- **ABOUT THIS TASK**
Read the records below. Copy each line where the string "exact" occurs.

:: INPUT DATA

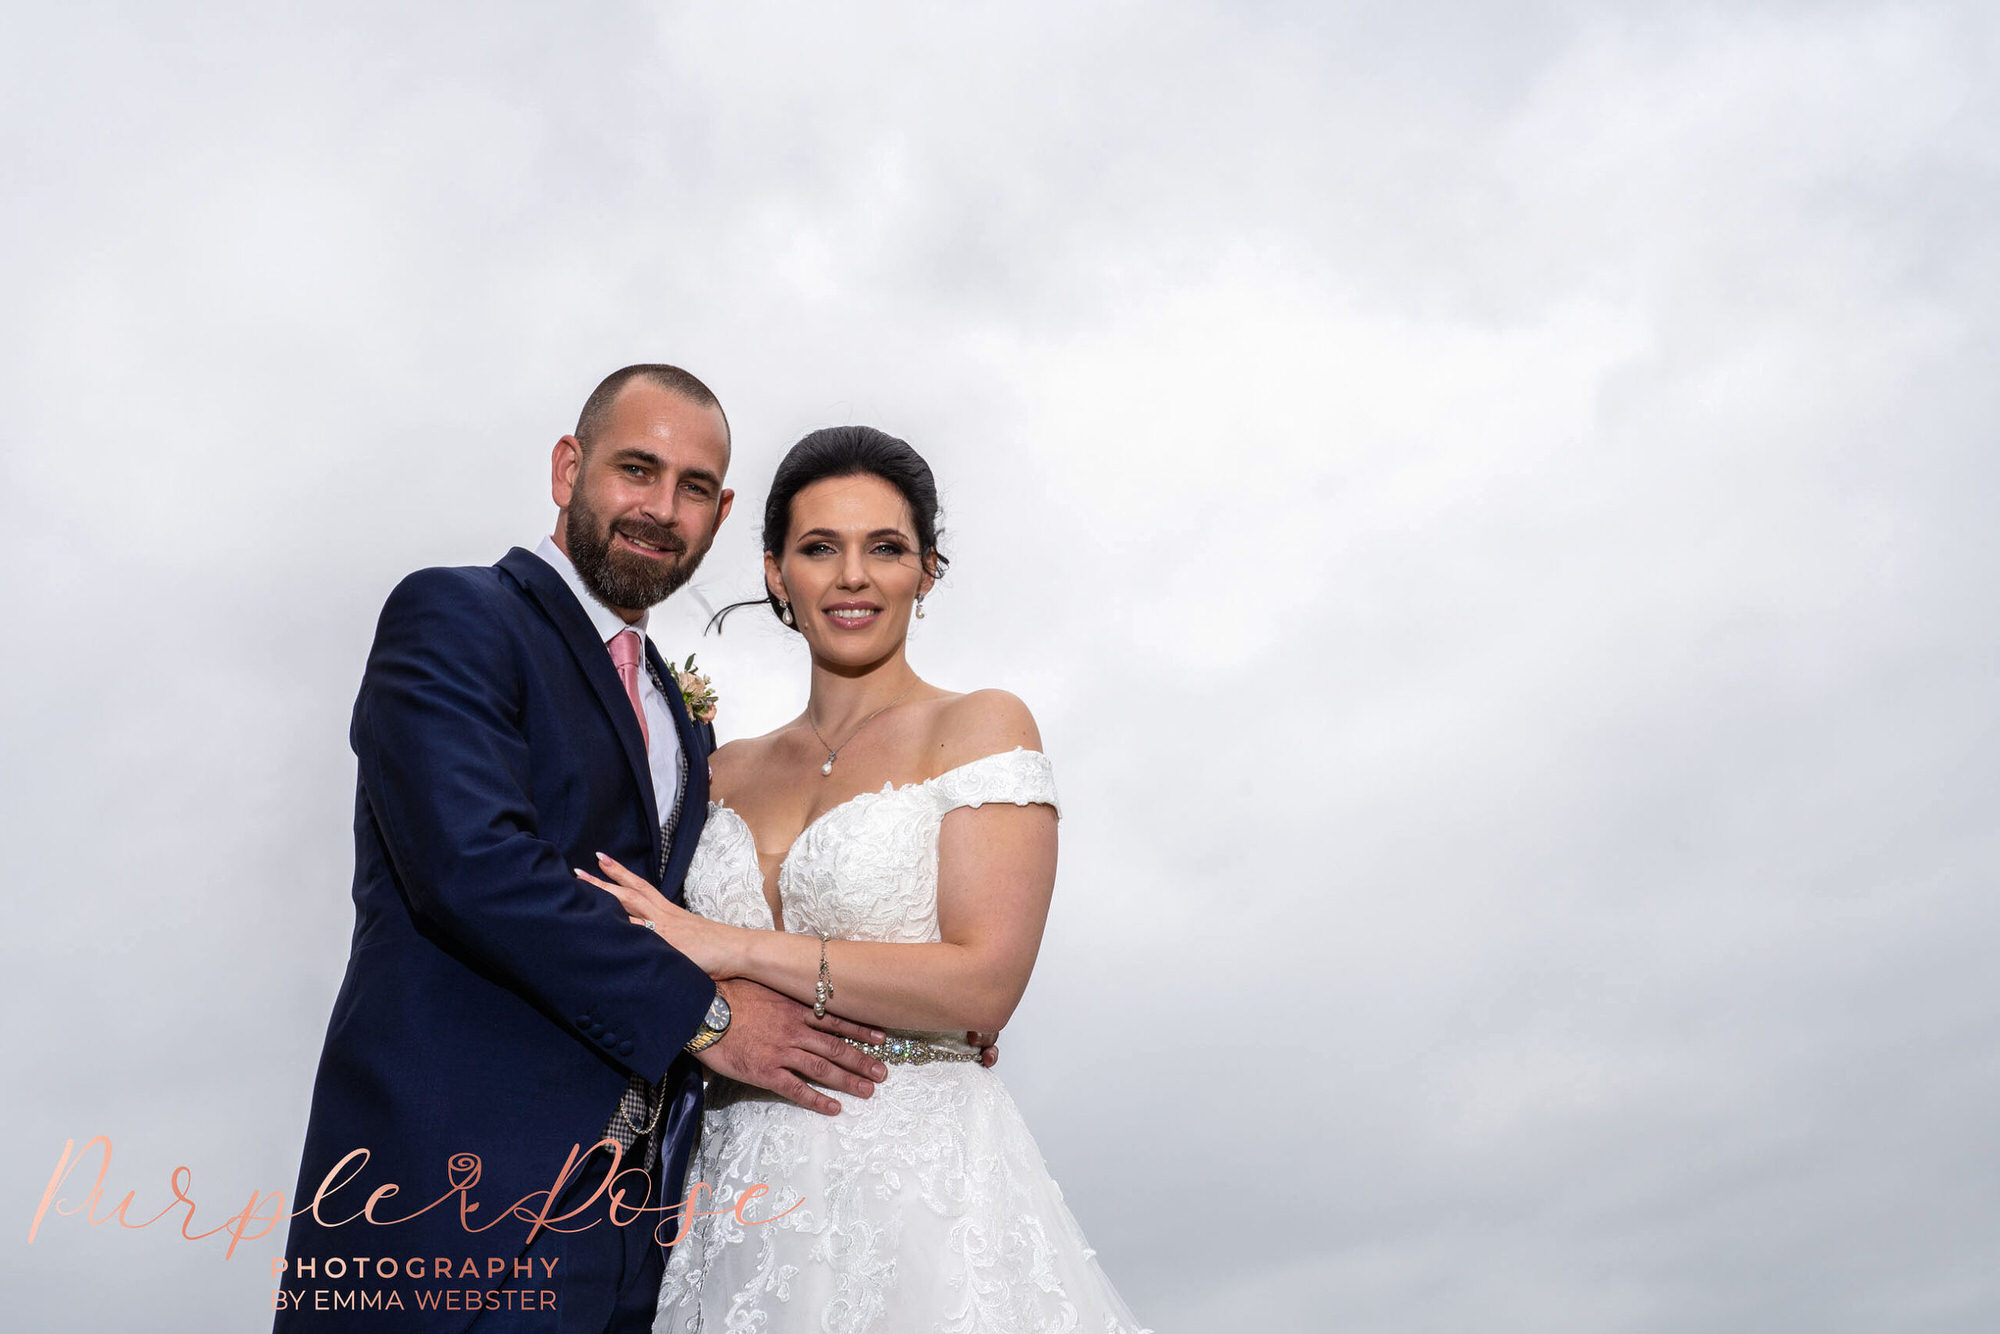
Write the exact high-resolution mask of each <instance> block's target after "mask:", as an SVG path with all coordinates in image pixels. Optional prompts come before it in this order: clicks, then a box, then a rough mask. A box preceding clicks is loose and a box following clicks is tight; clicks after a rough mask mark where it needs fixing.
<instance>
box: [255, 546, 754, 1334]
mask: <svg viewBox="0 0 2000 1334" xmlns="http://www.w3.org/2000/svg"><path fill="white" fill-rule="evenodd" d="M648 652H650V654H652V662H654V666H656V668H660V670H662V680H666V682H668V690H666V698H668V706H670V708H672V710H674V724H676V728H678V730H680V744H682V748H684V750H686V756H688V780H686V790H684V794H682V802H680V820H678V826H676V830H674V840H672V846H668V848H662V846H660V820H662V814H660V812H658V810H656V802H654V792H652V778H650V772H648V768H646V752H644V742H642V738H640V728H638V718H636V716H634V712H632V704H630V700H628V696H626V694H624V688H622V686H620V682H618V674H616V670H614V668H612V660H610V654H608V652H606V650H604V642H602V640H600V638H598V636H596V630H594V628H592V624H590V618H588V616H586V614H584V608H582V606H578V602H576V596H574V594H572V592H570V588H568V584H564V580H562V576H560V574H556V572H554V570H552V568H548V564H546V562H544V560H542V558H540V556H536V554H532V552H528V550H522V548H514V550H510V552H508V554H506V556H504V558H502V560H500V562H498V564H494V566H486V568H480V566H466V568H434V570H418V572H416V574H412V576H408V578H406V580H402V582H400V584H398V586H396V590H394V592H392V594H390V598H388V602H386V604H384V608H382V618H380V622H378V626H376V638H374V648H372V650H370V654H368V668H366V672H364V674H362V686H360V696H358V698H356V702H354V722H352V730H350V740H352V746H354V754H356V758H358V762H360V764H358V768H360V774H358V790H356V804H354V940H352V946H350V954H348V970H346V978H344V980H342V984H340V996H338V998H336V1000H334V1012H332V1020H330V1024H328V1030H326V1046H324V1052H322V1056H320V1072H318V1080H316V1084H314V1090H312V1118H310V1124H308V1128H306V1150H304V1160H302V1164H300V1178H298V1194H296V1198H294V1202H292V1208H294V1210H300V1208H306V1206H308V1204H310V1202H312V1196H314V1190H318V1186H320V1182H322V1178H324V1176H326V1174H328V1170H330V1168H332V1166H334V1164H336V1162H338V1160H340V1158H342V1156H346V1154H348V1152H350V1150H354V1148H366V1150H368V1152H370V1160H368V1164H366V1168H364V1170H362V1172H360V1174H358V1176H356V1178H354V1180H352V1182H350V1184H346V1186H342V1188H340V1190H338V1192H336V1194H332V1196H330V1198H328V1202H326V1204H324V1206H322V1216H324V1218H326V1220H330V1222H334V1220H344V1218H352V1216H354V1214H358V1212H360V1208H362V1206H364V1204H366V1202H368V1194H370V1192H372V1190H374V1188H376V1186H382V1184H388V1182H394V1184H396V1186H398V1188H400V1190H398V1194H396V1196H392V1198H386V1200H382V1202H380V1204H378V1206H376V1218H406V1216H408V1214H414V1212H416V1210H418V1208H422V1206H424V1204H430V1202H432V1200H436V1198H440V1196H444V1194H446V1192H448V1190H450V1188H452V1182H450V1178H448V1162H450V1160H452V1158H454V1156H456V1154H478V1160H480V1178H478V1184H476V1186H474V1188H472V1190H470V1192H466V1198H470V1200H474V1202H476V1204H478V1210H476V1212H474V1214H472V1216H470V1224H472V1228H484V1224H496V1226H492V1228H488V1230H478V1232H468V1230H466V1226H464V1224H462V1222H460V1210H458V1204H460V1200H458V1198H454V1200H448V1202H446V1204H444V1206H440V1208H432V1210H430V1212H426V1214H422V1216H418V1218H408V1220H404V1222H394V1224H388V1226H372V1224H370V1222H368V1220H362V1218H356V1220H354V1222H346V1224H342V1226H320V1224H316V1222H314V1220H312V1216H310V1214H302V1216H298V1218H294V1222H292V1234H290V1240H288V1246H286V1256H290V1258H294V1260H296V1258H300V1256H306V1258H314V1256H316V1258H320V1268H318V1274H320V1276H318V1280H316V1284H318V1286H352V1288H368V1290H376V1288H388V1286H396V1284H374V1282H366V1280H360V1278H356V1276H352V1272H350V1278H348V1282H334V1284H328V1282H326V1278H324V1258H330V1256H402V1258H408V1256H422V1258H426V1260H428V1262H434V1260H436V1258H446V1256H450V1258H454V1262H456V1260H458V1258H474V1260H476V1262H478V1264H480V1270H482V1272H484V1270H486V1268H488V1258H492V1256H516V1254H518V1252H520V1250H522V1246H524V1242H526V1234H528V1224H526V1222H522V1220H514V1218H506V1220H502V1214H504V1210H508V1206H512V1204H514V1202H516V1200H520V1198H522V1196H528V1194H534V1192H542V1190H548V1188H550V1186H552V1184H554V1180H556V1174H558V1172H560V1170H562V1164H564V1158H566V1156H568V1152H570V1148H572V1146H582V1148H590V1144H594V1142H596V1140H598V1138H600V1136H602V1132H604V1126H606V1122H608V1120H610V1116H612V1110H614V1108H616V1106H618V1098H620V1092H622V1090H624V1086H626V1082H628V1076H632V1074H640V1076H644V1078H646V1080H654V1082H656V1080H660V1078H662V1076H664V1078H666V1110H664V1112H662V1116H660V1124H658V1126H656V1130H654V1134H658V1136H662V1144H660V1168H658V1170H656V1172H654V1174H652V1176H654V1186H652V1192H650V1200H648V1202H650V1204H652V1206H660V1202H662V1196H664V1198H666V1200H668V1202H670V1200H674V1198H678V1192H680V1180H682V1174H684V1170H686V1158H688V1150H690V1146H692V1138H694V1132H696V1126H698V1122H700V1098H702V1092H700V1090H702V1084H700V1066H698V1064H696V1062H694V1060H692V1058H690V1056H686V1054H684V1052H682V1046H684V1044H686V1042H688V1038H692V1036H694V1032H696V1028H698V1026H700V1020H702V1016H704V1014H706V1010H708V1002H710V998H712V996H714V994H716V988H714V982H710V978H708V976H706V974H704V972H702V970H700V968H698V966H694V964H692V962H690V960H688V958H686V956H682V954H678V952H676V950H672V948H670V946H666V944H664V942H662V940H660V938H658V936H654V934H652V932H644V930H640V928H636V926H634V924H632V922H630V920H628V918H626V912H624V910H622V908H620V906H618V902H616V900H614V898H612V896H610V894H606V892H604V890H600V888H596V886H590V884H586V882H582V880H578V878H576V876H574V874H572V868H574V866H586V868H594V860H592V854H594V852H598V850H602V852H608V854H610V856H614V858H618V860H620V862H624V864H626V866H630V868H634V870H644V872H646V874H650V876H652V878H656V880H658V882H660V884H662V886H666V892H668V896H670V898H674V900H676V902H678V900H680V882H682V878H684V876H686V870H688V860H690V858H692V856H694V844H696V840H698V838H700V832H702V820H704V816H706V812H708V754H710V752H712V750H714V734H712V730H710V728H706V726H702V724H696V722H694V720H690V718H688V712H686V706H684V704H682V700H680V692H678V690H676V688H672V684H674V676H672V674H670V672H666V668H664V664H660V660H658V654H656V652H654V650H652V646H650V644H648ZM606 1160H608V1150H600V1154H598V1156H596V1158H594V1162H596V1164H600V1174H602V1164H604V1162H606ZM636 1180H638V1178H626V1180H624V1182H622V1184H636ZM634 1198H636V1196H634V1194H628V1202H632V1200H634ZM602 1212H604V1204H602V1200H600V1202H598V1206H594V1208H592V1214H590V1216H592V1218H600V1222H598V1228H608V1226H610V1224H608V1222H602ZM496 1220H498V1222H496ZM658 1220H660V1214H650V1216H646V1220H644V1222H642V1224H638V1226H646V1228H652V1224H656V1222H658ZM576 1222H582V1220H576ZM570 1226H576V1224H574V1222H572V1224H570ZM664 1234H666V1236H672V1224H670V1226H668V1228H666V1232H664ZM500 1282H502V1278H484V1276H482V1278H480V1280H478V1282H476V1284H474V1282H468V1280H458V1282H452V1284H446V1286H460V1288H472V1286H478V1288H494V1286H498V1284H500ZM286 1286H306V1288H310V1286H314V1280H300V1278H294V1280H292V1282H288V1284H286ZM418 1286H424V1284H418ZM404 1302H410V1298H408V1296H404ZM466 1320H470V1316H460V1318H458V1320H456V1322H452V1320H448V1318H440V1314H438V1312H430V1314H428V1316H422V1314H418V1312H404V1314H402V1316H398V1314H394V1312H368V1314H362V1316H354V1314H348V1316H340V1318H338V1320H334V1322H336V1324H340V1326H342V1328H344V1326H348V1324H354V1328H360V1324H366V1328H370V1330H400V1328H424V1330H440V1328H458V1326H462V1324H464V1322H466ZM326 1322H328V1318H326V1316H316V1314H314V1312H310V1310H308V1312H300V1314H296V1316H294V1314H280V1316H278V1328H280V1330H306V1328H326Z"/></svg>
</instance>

::::
:: INPUT DATA

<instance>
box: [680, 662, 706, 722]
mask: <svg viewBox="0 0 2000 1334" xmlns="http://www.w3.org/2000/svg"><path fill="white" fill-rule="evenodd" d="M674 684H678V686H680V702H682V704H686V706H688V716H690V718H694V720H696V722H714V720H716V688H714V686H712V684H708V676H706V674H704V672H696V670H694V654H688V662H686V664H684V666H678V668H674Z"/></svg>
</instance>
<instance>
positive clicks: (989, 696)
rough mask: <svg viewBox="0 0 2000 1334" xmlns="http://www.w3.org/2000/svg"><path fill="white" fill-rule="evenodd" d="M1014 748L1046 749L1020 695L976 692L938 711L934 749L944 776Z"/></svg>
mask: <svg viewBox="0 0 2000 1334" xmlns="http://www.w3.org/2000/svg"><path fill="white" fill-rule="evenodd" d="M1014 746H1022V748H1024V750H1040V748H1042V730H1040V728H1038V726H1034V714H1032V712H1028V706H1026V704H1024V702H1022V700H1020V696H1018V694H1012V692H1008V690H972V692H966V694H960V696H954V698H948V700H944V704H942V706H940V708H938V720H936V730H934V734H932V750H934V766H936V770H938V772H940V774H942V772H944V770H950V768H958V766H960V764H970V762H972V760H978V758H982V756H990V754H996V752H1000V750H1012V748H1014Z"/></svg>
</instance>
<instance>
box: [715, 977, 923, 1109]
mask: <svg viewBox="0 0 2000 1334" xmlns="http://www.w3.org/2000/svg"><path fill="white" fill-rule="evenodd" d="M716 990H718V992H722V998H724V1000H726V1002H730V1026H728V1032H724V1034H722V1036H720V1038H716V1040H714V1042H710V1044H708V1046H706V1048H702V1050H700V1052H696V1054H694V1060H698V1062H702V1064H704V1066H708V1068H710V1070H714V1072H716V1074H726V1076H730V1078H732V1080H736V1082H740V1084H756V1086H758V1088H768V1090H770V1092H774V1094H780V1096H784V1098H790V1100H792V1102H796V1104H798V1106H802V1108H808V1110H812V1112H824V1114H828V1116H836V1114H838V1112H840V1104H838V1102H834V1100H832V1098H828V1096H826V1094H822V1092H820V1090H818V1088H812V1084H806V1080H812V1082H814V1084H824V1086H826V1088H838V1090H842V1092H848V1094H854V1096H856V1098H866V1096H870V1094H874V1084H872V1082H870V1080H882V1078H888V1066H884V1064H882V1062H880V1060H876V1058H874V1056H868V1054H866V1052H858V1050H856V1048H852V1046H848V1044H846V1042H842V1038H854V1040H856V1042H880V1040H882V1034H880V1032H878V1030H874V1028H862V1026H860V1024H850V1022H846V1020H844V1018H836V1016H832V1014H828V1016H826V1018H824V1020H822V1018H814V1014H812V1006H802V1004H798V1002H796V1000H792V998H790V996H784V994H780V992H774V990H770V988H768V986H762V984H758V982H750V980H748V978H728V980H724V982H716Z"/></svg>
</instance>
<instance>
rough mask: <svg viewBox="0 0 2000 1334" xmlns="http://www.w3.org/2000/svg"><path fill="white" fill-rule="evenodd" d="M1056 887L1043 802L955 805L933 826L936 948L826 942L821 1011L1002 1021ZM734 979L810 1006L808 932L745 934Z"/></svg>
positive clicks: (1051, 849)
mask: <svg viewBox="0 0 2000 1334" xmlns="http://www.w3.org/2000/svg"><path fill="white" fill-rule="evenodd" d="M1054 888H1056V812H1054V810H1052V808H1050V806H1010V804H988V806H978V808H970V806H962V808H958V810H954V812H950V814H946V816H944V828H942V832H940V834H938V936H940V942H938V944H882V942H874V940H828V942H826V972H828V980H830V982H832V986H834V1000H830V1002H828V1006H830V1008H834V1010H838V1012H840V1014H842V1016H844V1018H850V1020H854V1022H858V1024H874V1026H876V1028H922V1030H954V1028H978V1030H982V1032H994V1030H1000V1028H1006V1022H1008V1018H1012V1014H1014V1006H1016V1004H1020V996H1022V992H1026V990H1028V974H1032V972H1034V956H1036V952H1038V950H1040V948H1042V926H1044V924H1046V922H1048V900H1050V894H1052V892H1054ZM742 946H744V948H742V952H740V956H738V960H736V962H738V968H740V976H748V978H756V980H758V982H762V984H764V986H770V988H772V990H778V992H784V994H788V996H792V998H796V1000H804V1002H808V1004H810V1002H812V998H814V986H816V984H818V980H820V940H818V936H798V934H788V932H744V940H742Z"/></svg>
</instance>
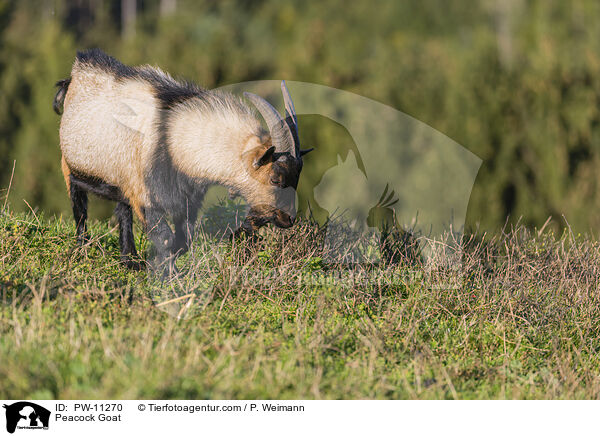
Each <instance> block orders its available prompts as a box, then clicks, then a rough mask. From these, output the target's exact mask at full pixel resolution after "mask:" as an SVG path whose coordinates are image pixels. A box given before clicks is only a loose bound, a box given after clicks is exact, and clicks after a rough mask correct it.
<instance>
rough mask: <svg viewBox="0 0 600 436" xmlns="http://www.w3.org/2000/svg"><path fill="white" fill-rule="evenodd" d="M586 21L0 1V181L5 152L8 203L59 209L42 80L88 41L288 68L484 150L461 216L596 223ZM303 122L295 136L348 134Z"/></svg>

::::

- **ANSWER**
Write the exact high-resolution mask of each <instance> block's target after "mask:", as an SVG path with all coordinates in image pixels. Optional prompts come before it in this order: clicks, then a box, then a rough mask. A box preceding clicks is loose and a box following clicks is tight; clicks after a rough mask mark where it needs fixing.
Each <instance> block orders its available prompts as a box, then clicks, then a rough mask. From these, output the target's exact mask at full pixel resolution after "mask:" as an SVG path whose coordinates are image pixels. A box given before clicks is only a loose bound, a box given after clicks is exact, and clicks after a rough mask correct it.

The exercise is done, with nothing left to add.